• **EXERCISE DIRECTIONS**: Pick out and copy each line below that contains the string "pavement". Matches must agree in case.

* * * * *

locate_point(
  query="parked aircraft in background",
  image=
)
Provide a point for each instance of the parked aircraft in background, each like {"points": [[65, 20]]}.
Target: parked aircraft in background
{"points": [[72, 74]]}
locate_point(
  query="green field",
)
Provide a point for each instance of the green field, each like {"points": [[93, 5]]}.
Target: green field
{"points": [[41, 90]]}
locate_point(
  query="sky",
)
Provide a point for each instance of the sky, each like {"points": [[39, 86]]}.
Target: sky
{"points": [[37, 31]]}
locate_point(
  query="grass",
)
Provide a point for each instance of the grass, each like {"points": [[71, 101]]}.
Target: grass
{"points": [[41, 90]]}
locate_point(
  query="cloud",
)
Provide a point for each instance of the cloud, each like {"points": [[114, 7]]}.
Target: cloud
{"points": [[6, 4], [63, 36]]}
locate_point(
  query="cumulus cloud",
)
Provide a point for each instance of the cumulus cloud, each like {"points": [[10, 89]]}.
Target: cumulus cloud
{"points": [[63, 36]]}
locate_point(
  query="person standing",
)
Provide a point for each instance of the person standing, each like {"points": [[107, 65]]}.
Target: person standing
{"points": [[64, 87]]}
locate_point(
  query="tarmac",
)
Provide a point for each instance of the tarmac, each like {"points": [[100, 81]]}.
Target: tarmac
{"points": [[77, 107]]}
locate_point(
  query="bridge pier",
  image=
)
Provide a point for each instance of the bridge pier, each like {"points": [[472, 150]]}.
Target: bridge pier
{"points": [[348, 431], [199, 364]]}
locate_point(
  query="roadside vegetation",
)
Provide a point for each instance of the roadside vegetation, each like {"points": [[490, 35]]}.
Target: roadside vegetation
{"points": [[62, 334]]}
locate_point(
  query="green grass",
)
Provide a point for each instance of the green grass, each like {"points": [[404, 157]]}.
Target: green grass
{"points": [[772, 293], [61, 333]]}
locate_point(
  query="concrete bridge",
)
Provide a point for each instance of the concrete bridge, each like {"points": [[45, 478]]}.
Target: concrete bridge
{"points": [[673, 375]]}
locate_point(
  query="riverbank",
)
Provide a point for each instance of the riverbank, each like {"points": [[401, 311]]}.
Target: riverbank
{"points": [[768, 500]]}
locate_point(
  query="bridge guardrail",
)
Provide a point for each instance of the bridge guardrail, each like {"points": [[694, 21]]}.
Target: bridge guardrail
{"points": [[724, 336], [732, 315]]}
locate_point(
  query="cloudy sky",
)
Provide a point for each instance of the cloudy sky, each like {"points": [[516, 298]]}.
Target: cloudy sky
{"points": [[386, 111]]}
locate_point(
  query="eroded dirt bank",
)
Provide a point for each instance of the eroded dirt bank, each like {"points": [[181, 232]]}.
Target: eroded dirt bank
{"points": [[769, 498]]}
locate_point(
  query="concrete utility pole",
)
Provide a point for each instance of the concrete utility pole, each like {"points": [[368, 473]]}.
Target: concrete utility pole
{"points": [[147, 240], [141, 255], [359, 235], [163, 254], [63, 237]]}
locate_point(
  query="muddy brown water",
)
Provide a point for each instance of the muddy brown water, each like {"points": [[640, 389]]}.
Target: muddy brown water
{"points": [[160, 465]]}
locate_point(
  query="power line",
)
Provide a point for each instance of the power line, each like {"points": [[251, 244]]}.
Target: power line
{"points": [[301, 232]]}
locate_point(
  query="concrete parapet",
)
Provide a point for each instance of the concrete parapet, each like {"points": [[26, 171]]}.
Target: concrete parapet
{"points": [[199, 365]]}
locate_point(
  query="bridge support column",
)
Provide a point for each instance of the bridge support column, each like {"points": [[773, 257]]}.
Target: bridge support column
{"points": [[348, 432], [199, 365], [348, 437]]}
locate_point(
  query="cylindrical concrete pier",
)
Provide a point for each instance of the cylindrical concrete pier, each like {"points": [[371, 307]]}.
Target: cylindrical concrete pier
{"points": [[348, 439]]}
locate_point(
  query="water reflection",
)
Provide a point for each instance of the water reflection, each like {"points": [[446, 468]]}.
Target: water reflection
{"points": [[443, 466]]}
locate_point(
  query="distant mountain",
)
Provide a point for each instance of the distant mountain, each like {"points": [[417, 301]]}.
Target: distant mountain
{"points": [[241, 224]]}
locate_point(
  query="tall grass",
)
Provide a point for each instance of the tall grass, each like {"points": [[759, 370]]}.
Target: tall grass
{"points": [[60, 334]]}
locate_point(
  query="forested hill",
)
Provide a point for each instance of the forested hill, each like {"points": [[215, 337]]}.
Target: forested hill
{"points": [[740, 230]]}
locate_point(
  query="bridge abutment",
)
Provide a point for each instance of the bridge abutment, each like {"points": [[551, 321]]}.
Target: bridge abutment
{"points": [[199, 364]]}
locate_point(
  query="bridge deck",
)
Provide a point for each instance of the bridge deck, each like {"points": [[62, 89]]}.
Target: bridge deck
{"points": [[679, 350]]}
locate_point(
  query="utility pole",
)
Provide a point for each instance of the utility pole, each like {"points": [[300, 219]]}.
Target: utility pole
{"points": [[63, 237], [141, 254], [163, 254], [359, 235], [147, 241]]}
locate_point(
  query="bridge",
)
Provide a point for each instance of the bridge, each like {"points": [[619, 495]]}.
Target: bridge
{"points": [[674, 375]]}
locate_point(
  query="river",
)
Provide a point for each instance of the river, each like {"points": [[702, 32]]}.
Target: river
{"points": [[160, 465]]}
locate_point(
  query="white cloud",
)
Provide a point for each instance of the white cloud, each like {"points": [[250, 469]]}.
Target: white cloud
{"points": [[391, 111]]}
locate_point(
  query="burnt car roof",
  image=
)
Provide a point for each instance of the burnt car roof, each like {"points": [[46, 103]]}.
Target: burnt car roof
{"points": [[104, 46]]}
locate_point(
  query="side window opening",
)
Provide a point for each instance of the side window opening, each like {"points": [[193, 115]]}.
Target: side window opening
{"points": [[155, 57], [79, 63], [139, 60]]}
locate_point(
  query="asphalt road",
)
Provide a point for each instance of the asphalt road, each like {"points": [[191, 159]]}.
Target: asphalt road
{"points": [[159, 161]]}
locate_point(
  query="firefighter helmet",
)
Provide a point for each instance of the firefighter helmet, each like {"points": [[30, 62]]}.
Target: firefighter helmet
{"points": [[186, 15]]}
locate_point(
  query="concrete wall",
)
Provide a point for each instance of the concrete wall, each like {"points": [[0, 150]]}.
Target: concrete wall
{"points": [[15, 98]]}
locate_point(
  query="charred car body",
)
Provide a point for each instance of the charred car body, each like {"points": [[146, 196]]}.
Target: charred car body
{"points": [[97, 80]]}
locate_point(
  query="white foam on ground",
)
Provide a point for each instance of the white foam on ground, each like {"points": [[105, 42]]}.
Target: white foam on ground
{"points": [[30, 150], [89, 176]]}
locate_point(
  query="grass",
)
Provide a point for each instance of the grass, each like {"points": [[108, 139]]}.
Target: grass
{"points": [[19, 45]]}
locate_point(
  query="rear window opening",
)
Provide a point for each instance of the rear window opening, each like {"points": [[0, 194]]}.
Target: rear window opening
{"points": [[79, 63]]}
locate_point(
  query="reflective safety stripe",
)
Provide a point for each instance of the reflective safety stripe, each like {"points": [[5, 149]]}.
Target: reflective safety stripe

* * * * *

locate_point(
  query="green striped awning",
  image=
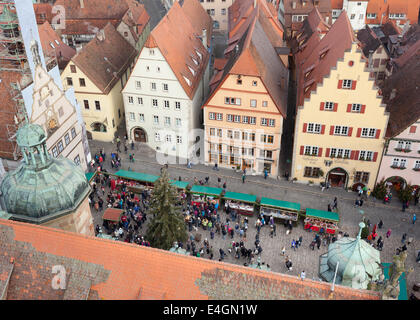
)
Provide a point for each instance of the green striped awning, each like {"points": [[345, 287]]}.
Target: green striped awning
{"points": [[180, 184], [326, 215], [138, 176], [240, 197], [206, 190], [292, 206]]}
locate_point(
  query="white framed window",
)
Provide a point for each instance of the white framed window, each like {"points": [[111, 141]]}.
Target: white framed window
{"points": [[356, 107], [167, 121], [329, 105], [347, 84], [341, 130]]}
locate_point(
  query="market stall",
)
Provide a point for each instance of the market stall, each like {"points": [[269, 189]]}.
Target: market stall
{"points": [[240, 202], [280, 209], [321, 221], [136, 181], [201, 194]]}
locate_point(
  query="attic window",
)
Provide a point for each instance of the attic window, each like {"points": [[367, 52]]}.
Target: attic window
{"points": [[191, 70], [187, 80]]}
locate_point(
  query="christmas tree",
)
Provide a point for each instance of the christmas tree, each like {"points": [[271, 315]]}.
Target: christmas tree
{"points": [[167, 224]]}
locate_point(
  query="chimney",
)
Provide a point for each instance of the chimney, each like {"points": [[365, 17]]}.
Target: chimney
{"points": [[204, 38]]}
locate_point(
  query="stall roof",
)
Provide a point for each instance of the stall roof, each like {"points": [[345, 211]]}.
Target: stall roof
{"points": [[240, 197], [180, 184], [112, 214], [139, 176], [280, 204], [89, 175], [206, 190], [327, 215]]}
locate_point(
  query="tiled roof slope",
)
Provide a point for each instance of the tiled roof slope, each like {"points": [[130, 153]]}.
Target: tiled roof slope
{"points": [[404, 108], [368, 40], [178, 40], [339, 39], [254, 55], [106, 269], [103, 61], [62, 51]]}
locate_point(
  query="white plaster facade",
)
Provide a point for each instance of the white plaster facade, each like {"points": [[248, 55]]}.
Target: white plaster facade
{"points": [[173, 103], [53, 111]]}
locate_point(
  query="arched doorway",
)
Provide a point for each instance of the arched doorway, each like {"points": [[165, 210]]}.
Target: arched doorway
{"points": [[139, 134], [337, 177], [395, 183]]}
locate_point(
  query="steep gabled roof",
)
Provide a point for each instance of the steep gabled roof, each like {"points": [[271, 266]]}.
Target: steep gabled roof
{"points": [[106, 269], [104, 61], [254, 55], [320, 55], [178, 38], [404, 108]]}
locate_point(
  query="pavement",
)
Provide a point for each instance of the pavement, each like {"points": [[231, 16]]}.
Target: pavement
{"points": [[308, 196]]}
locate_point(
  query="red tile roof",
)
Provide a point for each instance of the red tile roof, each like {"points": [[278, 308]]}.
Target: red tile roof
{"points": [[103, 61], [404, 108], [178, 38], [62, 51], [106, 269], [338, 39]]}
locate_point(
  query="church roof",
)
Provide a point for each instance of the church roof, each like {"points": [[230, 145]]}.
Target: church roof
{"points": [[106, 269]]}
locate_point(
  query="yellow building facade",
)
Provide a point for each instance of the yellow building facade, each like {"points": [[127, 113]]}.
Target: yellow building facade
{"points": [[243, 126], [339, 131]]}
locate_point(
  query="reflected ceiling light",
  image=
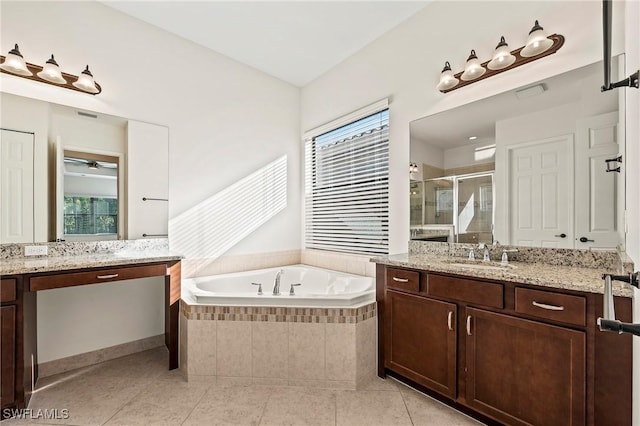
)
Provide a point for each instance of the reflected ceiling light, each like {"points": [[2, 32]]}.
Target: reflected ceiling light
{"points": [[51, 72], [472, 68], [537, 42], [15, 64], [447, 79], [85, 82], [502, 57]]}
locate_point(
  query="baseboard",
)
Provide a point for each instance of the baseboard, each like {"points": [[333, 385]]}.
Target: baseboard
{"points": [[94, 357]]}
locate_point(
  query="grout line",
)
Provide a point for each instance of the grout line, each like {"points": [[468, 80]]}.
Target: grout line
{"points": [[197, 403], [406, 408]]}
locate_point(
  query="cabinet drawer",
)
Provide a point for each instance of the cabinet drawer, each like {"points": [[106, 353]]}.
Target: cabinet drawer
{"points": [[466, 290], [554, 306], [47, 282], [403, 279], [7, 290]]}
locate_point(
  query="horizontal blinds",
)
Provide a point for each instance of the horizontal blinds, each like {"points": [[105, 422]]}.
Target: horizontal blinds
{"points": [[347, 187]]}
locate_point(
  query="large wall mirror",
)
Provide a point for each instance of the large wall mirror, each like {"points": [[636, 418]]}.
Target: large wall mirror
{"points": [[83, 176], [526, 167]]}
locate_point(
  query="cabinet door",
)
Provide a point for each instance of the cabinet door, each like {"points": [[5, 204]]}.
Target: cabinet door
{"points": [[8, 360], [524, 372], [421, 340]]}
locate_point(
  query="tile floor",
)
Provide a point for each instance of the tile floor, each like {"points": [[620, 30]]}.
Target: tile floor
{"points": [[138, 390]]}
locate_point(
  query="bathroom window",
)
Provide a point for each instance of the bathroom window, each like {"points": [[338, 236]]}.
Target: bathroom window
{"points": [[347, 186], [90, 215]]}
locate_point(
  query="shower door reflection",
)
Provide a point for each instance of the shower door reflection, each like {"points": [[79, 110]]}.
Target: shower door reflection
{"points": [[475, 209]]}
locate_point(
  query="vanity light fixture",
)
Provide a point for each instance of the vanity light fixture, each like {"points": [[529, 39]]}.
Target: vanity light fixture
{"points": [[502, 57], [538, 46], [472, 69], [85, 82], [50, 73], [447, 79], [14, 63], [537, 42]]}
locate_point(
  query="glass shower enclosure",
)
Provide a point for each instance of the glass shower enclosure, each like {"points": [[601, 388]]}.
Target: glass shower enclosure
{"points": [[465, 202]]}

* * * * *

• **TASK ANSWER**:
  query="pavement",
Provide a point for each instance of the pavement, each like {"points": [[231, 16]]}.
Target: pavement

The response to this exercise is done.